> [EXERCISE GOAL]:
With the pictures left out, every record must be reproduced exactly.

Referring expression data
========

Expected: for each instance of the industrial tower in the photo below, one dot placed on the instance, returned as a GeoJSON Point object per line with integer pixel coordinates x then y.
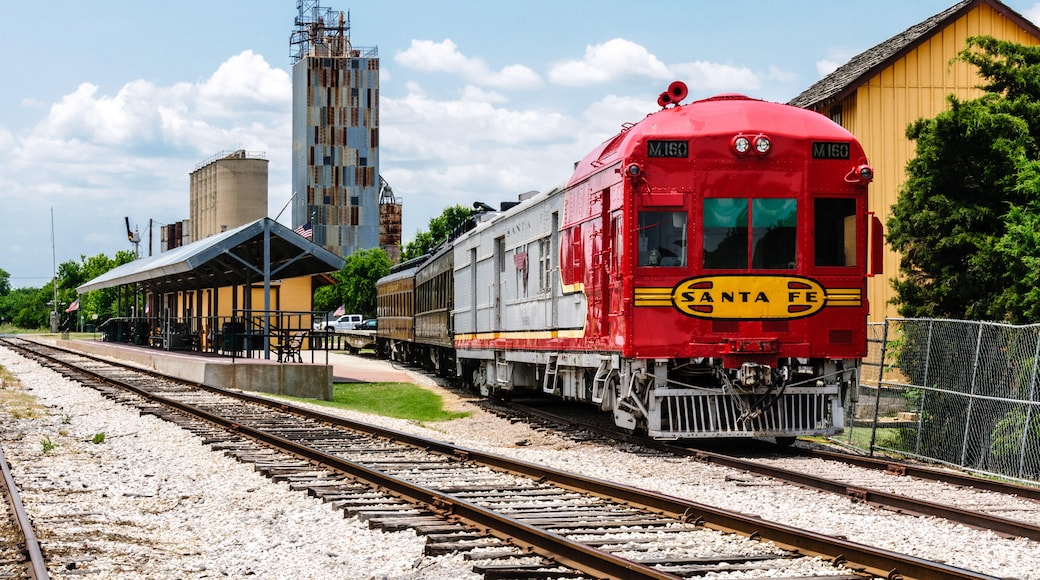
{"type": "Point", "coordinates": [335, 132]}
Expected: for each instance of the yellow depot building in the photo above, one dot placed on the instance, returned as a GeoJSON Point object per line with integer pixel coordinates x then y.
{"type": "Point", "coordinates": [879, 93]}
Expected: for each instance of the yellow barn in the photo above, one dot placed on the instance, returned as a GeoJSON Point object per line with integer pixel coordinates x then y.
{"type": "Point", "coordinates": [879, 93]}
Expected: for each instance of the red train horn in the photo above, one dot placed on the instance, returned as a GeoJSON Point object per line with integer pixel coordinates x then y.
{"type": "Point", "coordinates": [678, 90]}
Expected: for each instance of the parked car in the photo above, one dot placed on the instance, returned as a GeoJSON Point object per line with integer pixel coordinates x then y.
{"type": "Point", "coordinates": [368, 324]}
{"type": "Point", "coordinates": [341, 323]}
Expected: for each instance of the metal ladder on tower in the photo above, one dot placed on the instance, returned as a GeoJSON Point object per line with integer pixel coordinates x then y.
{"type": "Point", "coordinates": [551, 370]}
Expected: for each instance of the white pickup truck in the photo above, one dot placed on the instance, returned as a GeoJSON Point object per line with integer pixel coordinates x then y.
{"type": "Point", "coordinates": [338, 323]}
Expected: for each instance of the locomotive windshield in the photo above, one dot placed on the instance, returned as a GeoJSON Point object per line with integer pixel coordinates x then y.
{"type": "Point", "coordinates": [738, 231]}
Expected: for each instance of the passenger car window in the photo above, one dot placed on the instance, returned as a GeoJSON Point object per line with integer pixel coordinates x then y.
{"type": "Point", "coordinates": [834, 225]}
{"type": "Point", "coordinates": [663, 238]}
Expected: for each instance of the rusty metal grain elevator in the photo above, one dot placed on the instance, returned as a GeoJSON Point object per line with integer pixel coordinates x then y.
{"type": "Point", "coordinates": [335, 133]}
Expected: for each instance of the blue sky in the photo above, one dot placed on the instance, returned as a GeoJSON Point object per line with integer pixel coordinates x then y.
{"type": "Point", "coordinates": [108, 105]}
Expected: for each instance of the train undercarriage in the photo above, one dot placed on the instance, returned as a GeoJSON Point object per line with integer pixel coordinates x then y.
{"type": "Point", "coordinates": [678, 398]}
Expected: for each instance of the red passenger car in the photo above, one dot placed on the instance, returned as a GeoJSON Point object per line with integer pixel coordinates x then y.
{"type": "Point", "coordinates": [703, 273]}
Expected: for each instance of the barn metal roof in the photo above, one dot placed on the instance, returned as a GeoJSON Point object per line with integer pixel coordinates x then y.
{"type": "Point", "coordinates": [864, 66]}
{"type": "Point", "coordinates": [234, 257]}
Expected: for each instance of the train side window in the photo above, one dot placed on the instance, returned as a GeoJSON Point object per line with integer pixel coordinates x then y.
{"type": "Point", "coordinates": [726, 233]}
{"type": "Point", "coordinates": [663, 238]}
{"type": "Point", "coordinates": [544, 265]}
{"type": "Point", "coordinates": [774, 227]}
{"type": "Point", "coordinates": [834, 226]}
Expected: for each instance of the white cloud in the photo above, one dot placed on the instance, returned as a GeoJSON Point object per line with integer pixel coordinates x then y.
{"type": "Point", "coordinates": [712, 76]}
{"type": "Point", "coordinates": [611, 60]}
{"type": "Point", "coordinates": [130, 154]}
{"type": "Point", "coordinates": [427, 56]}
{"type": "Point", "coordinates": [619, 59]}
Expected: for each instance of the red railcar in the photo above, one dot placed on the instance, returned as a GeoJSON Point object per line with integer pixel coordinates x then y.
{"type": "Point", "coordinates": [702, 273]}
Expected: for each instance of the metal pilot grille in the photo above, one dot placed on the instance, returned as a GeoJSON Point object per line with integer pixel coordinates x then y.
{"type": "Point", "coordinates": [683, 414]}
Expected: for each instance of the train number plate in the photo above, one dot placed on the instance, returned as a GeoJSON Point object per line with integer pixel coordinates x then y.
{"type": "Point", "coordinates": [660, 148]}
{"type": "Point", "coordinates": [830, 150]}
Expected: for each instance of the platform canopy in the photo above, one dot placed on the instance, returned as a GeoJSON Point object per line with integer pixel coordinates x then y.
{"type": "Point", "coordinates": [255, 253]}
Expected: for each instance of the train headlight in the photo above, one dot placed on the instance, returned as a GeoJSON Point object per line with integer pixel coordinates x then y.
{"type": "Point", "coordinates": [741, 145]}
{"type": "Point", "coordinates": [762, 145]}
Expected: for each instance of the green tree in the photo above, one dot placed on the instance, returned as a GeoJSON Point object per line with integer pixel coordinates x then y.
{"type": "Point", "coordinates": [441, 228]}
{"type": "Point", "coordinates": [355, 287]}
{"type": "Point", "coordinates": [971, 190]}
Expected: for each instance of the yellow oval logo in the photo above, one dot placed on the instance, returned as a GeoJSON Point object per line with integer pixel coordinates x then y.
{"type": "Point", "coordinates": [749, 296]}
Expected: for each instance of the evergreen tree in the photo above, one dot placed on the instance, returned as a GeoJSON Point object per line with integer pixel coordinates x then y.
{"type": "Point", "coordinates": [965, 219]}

========

> [TASK SOLUTION]:
Expected: for each instance of the industrial tower in the photo below, one dot placed on the instance, returned as a GeoJSON Point object per line with integer pixel coordinates x then y.
{"type": "Point", "coordinates": [335, 132]}
Expected: for each instance of the yellow depot building in the photo above, one dot placed on the instance, returned as a GeoJSON Point object per line with integer pixel coordinates x then y.
{"type": "Point", "coordinates": [879, 93]}
Expected: for each instance of the yellow barn in the photo above, one dot placed on the instance, returned as a GeoJSON Point object per line with integer pixel coordinates x then y.
{"type": "Point", "coordinates": [879, 93]}
Expected: for each instance of the red train horn in the photo above, one dot placed on the instance, returned as a GeoJSON Point object per line with integer pixel coordinates x then y.
{"type": "Point", "coordinates": [678, 90]}
Expected: for each instance of the parked car in the photo above, one dot placed on the instance, returned as a GeoJSON Point object per line with integer pixel coordinates x then y.
{"type": "Point", "coordinates": [368, 324]}
{"type": "Point", "coordinates": [341, 323]}
Expected: for each instance of the metal ladder on tower in the photo above, one dot placed on the instance, returned as a GeoJSON Point object per line with integer pixel coordinates x then y.
{"type": "Point", "coordinates": [551, 370]}
Expected: for each instance of the white pickup truck in the photo above, one dot placed on the instance, returned as a GeoJSON Point object per line with integer pixel coordinates x then y.
{"type": "Point", "coordinates": [338, 323]}
Expected: for each instance of the locomotive windshield in the photo above, one dot placed on the instance, returned as a GeoJSON Point object per line with integer pixel coordinates x then y.
{"type": "Point", "coordinates": [738, 231]}
Expected: for each instance of the passenger car window in the photo above, one dot placed on the instance, returned as a GeoJSON Point object per line with integer pixel coordinates x then y.
{"type": "Point", "coordinates": [834, 225]}
{"type": "Point", "coordinates": [663, 238]}
Expected: for each instance of the rusty metal grain elevator in the photo above, one dot placed on the instance, returned as a GeoJSON Point object per line with integer pixel coordinates x then y.
{"type": "Point", "coordinates": [335, 133]}
Expected: for each instance of the blue sky in the photo above, one dot placed on the instance, returned as a GeoJSON Point object per line with integer pixel coordinates x then y.
{"type": "Point", "coordinates": [108, 105]}
Expected: for each instance of the train undercarriage in the photo above, one dot placed on the instance, returned as a GeoJSON Point object per line with integer pixel coordinates x then y.
{"type": "Point", "coordinates": [678, 398]}
Expected: for each instance of the red passenger car in the photo above, one dot placed on the instance, returned as a GeoJSON Point object per line with integer pixel coordinates x then y.
{"type": "Point", "coordinates": [703, 273]}
Expected: for each instance of the barn metal roof in the photo above, one dot placed on the instance, returned as a GeoJSON Point object per line with integer pixel coordinates x then y.
{"type": "Point", "coordinates": [864, 66]}
{"type": "Point", "coordinates": [234, 257]}
Expected: for each instance of the train side window in the photo above, one dot placed on the instance, returned as a GeoJSON Point object per line with integer pixel coordinates x then y.
{"type": "Point", "coordinates": [726, 233]}
{"type": "Point", "coordinates": [663, 238]}
{"type": "Point", "coordinates": [544, 265]}
{"type": "Point", "coordinates": [774, 227]}
{"type": "Point", "coordinates": [834, 226]}
Expected: for each instance of the white cloud in the photo above, one dot placed on the instance, returned as a GeoJSON Point object per line with integer pixel coordinates x then y.
{"type": "Point", "coordinates": [712, 76]}
{"type": "Point", "coordinates": [611, 60]}
{"type": "Point", "coordinates": [130, 154]}
{"type": "Point", "coordinates": [427, 56]}
{"type": "Point", "coordinates": [619, 59]}
Expected: for each instance of the red railcar in the photo above, one dot placed on the instance, returned as a GeoJSON Point object per line with integer pixel coordinates x then y.
{"type": "Point", "coordinates": [702, 273]}
Expected: for each instance of the metal pilot grille in the photo above, one dot placed on the instance, returned as a GeoJSON Point object per line with integer pixel coordinates x then y.
{"type": "Point", "coordinates": [683, 414]}
Expected: for each instance of the train number plate in the photo above, one dot placed on the instance, returned as a GeoJSON Point object per line with integer pixel coordinates x then y.
{"type": "Point", "coordinates": [660, 148]}
{"type": "Point", "coordinates": [830, 150]}
Expected: for each instance of the platform canopy in the photo above, one dot placed on the instance, returned as a GeoJSON Point object per line with integer pixel coordinates x then y.
{"type": "Point", "coordinates": [255, 253]}
Expected: for each instance of the train headlight in the photo above, one dot placed on the instance, returned as a GeoJSON Point object per line with integer pixel coordinates x then y.
{"type": "Point", "coordinates": [741, 145]}
{"type": "Point", "coordinates": [762, 145]}
Expected: for each instance of the green tree in the photo above, one dot placed on the instance, returned as a GeoJSON Point object per line with integer pixel coordinates x then y.
{"type": "Point", "coordinates": [441, 228]}
{"type": "Point", "coordinates": [355, 287]}
{"type": "Point", "coordinates": [971, 190]}
Expected: for each instance of the yellow oval logo in the photo above, one dot placed on the instance, returned as a GeoJSON Point object per line with integer pixel coordinates x then y.
{"type": "Point", "coordinates": [749, 296]}
Expected: for each instance of the evergreen tree in the photo above, one dot placed on the instance, returned as a GeoJSON Point object per line with integer pixel coordinates x then y.
{"type": "Point", "coordinates": [965, 219]}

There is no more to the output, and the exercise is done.